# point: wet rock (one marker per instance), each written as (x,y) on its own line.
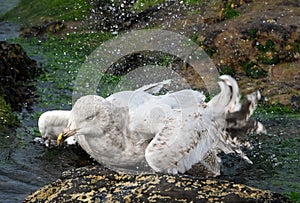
(43,29)
(7,118)
(97,184)
(17,70)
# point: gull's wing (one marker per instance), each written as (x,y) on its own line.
(183,142)
(148,112)
(122,99)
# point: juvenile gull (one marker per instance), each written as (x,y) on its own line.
(167,133)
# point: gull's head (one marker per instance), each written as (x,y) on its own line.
(90,116)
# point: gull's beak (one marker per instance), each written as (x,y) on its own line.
(65,135)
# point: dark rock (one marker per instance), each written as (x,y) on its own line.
(17,70)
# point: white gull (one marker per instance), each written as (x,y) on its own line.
(167,133)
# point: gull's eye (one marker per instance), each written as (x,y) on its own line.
(90,117)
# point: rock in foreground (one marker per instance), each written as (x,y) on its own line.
(95,184)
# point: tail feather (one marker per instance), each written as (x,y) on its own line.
(228,100)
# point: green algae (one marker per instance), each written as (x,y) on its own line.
(37,11)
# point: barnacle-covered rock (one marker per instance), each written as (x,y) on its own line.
(96,184)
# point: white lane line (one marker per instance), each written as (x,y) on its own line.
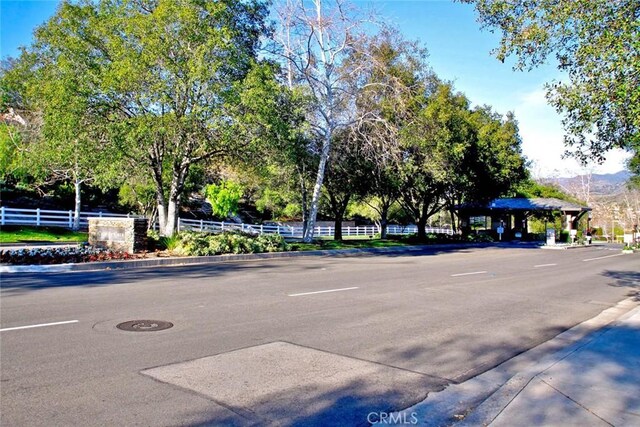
(602,257)
(322,292)
(468,274)
(38,326)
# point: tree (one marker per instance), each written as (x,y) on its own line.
(57,141)
(435,145)
(315,40)
(224,197)
(346,179)
(168,80)
(597,43)
(393,88)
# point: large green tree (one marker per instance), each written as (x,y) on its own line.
(392,92)
(597,44)
(167,80)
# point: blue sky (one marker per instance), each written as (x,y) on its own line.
(458,51)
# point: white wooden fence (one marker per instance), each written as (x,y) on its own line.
(41,217)
(296,232)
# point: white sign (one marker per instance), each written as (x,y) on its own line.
(551,236)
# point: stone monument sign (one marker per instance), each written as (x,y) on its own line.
(118,234)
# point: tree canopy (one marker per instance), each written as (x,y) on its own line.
(597,44)
(166,80)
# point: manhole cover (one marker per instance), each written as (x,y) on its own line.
(144,325)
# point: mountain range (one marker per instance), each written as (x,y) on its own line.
(601,184)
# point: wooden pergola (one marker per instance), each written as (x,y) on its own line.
(512,214)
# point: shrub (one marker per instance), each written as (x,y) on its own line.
(480,238)
(199,244)
(39,256)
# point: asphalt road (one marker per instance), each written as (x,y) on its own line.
(263,342)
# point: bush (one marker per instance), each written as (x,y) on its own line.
(480,238)
(39,256)
(200,244)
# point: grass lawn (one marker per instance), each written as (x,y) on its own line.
(21,234)
(345,244)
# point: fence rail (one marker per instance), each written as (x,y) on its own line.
(41,217)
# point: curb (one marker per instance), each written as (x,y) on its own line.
(215,259)
(479,400)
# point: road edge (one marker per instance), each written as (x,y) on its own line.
(181,261)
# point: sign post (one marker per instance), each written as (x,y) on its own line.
(551,236)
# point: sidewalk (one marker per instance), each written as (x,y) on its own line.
(586,376)
(598,384)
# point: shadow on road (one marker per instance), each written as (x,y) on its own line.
(625,279)
(42,280)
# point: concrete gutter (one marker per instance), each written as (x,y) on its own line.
(174,261)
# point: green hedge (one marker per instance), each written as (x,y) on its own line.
(201,244)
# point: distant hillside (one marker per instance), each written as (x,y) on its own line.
(601,184)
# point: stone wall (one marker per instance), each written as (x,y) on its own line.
(118,234)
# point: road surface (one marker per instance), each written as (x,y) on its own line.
(305,341)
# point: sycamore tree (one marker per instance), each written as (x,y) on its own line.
(596,43)
(314,41)
(166,82)
(392,91)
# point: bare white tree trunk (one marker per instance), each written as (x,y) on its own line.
(317,191)
(316,38)
(78,205)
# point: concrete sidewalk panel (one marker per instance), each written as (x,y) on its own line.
(604,375)
(286,384)
(538,404)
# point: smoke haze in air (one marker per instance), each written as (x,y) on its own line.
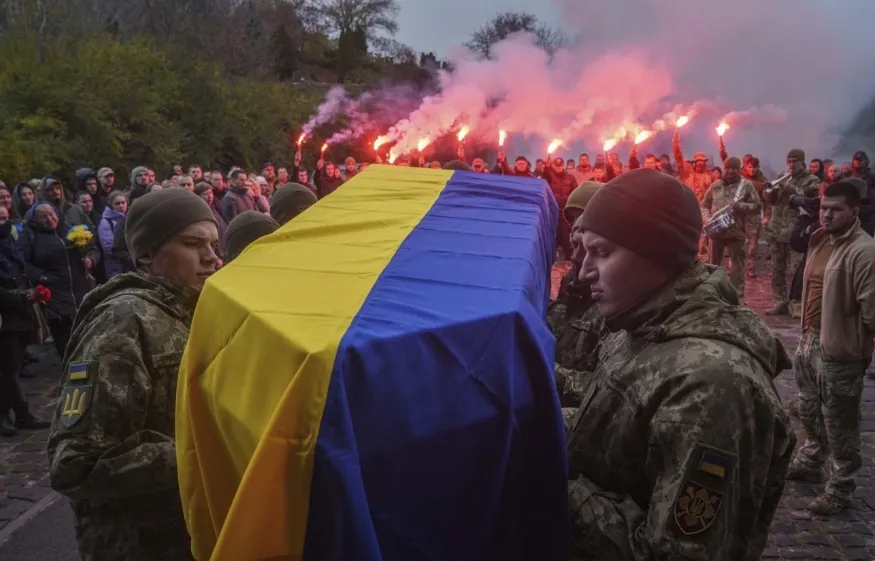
(811,58)
(783,73)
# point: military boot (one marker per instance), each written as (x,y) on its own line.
(780,309)
(6,427)
(799,472)
(827,505)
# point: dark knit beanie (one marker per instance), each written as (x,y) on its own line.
(244,229)
(579,198)
(456,165)
(732,162)
(650,213)
(157,216)
(289,201)
(796,154)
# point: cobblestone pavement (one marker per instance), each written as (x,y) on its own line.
(796,534)
(23,462)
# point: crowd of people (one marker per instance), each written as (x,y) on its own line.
(669,454)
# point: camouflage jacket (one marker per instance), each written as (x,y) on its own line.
(680,447)
(721,195)
(697,182)
(578,327)
(111,450)
(782,217)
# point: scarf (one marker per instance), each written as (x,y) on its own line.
(9,254)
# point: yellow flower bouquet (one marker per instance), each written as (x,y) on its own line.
(81,237)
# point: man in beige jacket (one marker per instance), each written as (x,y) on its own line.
(838,325)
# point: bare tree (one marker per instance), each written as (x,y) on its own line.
(370,16)
(505,24)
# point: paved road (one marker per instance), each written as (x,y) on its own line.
(43,529)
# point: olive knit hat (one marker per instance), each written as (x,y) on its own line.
(244,229)
(289,201)
(157,216)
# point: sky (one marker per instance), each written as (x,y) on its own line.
(430,26)
(811,60)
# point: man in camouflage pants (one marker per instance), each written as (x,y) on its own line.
(781,222)
(739,195)
(112,450)
(838,320)
(671,456)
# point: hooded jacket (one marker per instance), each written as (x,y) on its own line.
(20,207)
(14,307)
(136,191)
(867,205)
(83,175)
(680,447)
(109,222)
(51,261)
(69,213)
(115,458)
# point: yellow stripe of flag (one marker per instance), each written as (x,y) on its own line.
(254,418)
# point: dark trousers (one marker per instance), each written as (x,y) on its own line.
(12,345)
(60,330)
(796,285)
(563,237)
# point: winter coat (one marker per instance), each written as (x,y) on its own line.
(50,260)
(14,307)
(83,175)
(236,200)
(69,213)
(119,249)
(106,234)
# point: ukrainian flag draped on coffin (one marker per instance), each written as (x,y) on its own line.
(374,382)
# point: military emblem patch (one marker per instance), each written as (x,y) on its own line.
(696,508)
(77,392)
(76,400)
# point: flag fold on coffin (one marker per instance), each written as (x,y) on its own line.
(373,382)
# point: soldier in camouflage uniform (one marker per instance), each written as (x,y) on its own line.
(696,176)
(739,194)
(838,320)
(680,447)
(112,450)
(751,171)
(572,317)
(781,222)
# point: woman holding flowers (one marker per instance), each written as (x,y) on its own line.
(58,258)
(15,302)
(113,218)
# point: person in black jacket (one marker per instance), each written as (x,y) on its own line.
(860,167)
(14,333)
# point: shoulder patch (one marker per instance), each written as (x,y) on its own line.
(696,508)
(706,479)
(81,372)
(77,392)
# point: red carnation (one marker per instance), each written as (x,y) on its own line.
(41,294)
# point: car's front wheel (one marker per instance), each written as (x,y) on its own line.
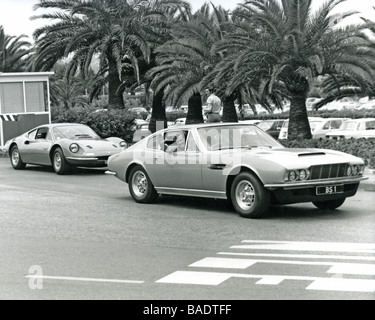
(141,187)
(15,159)
(59,163)
(249,197)
(330,204)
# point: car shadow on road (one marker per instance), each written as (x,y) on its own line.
(275,211)
(299,212)
(74,171)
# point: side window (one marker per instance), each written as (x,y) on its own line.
(41,134)
(155,143)
(32,134)
(336,124)
(175,141)
(326,126)
(191,144)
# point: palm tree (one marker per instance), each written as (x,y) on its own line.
(14,52)
(187,58)
(111,30)
(287,48)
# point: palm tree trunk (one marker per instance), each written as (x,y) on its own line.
(115,100)
(299,126)
(195,109)
(158,118)
(229,110)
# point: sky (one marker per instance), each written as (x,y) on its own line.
(15,14)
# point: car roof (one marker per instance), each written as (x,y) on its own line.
(209,125)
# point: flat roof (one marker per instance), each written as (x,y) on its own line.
(25,74)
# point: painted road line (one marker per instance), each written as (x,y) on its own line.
(196,278)
(368,270)
(352,285)
(298,256)
(82,279)
(336,267)
(306,246)
(317,283)
(224,263)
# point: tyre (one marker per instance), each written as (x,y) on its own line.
(141,187)
(249,197)
(15,159)
(59,163)
(330,204)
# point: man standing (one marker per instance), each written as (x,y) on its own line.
(213,107)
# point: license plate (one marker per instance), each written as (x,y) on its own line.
(327,190)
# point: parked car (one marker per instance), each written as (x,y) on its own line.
(62,146)
(141,131)
(310,103)
(321,128)
(314,121)
(237,162)
(272,127)
(358,128)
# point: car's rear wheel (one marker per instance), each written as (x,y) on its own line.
(249,197)
(15,159)
(59,162)
(330,204)
(141,187)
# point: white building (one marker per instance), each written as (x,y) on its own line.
(24,103)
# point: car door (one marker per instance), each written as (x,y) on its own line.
(38,147)
(178,166)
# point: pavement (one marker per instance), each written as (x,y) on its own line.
(368,185)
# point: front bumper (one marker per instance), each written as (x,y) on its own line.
(307,192)
(88,162)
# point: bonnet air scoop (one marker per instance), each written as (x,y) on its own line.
(309,154)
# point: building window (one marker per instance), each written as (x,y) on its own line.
(36,96)
(11,97)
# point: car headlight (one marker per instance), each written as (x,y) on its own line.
(349,171)
(304,174)
(74,148)
(292,176)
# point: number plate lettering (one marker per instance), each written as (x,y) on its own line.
(327,190)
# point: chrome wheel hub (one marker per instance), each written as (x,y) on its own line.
(57,161)
(139,184)
(15,157)
(245,195)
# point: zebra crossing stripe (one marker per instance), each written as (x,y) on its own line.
(9,117)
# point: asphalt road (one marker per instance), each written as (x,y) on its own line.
(81,236)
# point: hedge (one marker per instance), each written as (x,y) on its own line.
(362,148)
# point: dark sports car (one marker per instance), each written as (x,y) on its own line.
(62,146)
(239,162)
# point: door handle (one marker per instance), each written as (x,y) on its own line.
(217,166)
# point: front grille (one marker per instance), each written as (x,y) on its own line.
(329,171)
(105,158)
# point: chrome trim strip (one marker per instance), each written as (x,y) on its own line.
(111,173)
(83,159)
(310,183)
(192,192)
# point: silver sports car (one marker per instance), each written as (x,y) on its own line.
(239,162)
(62,145)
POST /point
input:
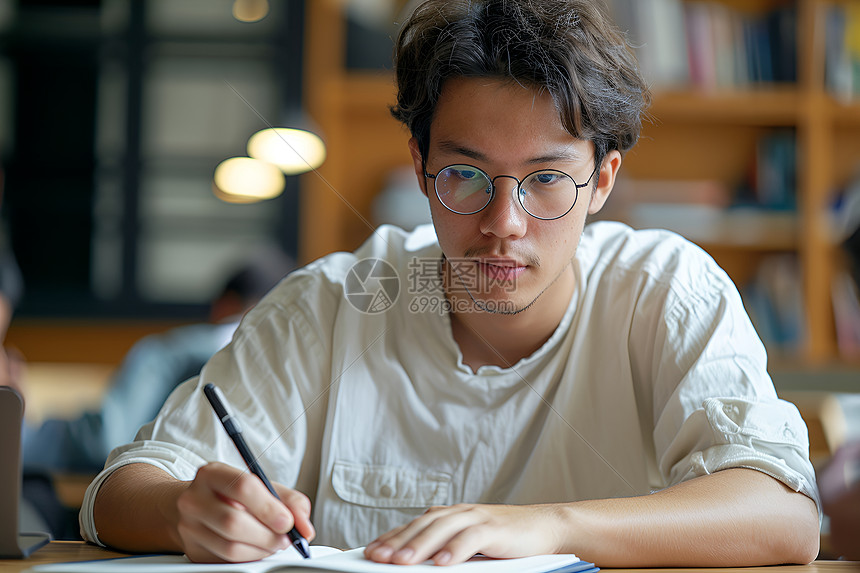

*****

Report each line of the rows above that contains the string "door".

▶ **TASK RESPONSE**:
# point: car door (one marker per instance), each written as (x,y) on its own line.
# point: door handle (one marker per instance), each written as (x,y) on its own line.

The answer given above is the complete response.